### Problem to work on
Restate every line of the material, word for word.

### Data shown
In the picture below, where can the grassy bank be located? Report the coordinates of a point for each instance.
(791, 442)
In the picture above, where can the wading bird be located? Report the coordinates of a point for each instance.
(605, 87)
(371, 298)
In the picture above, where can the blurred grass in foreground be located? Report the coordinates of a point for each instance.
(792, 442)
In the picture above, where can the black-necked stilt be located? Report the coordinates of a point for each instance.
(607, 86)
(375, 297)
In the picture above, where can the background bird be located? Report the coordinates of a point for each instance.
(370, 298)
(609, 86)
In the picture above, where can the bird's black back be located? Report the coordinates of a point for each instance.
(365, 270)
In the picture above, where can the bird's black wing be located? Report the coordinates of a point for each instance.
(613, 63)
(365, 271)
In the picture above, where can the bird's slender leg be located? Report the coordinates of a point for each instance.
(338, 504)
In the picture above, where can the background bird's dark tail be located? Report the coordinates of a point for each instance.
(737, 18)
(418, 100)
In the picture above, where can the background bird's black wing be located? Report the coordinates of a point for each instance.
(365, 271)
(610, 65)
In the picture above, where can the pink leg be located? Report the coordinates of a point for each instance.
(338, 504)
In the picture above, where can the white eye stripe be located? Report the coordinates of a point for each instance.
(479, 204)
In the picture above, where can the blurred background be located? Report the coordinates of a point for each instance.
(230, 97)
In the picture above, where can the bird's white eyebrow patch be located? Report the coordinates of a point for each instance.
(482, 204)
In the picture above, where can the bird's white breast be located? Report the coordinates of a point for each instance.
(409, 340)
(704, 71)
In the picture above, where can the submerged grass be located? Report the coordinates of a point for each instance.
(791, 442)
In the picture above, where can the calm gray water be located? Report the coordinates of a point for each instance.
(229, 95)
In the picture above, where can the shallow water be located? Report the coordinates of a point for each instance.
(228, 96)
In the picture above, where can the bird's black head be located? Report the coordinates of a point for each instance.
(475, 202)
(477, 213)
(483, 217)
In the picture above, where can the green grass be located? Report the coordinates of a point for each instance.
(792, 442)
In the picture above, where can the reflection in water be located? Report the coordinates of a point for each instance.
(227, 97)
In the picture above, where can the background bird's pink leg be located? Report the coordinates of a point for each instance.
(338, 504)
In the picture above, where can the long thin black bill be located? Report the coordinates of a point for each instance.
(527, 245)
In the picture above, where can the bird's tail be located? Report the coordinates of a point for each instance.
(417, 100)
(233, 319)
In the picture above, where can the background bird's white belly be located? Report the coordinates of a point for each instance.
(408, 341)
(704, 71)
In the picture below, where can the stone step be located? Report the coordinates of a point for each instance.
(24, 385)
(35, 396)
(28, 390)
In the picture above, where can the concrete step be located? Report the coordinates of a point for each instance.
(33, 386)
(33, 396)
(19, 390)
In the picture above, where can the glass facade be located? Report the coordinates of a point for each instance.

### Output below
In the picture below, where can the grassy bank be located? Report the coordinates of a point for each instance.
(791, 442)
In the picture above, where can the wading bird be located? Report the coordinates of a point for each instance.
(605, 87)
(371, 298)
In the picture above, where can the blurred grass in foreground be located? Report the coordinates of a point for each instance.
(792, 442)
In the picture above, where can the black-necked stilt be located? Report the coordinates of a point for each instance.
(607, 86)
(375, 297)
In the picture above, where can the background bird be located? Report the coordinates of a point for each instance.
(370, 298)
(609, 86)
In the picture above, where can the bird's black back be located? Report the coordinates of a point for each instance.
(365, 270)
In the picture above, where can the bird's black wing be located? Report the coordinates of a point for each instance.
(613, 63)
(365, 271)
In the picture above, where can the bird's slender leg be located? Report the coordinates of a point for each instance.
(338, 504)
In the picture above, where can the background bird's dark tail be located? Report the coordinates of a point for each instance.
(737, 18)
(418, 100)
In the picture above, where can the background bird's black wing be located? Report the coordinates of a point for each instance.
(365, 271)
(610, 65)
In the picture above, where can the pink leg be located? Report the coordinates of a point for each instance.
(338, 504)
In the picture above, where can the white eye stripe be located? Report the coordinates of a point for each instance.
(479, 204)
In the picture above, where can the blurred background be located? Report the coordinates of a point for each instance.
(230, 97)
In the picture above, where can the bird's white eyebrow patch be located? Report the coordinates of a point for each instance.
(482, 204)
In the picture above, where can the bird's white breast be located? Report the coordinates of a point for each instance.
(409, 340)
(704, 71)
In the picture above, where can the submerged grass be located? Report the coordinates of a point for each instance.
(791, 442)
In the picture above, where can the calm gray water be located? Report the coordinates of a point for each instance.
(229, 95)
In the picture above, where can the shallow water be located? Report the coordinates of a point for each instance.
(228, 96)
In the picture above, where can the bird's black head be located? Report the coordinates of a point for each instance.
(475, 202)
(477, 213)
(483, 217)
In the picture above, where can the green grass be located? Report the coordinates of a point for each instance.
(792, 442)
In the picture above, where can the reflection in water be located? Report the coordinates of a point for each instance.
(227, 97)
In the picture above, where can the background bird's pink leg be located? Report the coordinates of a point for each instance.
(338, 504)
In the picture above, where can the long thin black bill be located? Report the coordinates of a point for each instance.
(527, 245)
In the picture above, where can the bird's tail be located? Report the coordinates of a point for each instance.
(417, 100)
(233, 319)
In the picture above, where can the background bird's white belly be located? Report the coordinates of a point for each instance.
(408, 341)
(704, 71)
In the picture below, where can the stone step be located? Report the coordinates of a point for each instance.
(24, 385)
(35, 396)
(28, 390)
In the picture above, where can the concrete step be located? Report the coordinates of a point for each instance.
(33, 386)
(33, 396)
(19, 390)
In the picture above, where can the glass facade be located? Report the coordinates of a point for each instance.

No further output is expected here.